- **Dataset records**:

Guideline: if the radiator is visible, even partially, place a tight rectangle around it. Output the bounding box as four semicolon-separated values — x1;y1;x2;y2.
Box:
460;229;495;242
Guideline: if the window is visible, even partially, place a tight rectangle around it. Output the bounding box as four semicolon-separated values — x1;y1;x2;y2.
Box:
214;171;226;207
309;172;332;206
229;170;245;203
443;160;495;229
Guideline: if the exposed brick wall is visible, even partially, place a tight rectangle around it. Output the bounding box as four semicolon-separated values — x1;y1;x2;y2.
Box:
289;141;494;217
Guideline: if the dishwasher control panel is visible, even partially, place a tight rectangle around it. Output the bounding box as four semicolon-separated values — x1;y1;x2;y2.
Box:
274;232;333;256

- **Stated exercise**: Can you rewrite all the rows above so that each "tight rectangle" becomes "snug box", with everything else left as it is?

- **Answer to this problem**:
Guideline: if the radiator is visible, even partially, place a snug box around it. Output the bounding box as four semicolon-separated values — x1;y1;x2;y2.
Box:
460;229;495;242
Guideline: if the window is visible, even partially, place a snug box around it. Output the bounding box as four semicolon-separated values — x1;y1;x2;y2.
Box:
214;171;226;207
309;172;332;206
229;170;245;203
443;160;495;229
Guideline: if the exposed brick wall is visible, even partially, place a snug box around it. Output the bounding box as four semicolon-separated values — x1;y1;x2;y2.
Box:
289;141;494;217
Guideline: if the dishwasher control panel is visible, even partially, place a snug box around it. Output the bounding box as four semicolon-separated values — x1;y1;x2;y2.
Box:
274;232;333;256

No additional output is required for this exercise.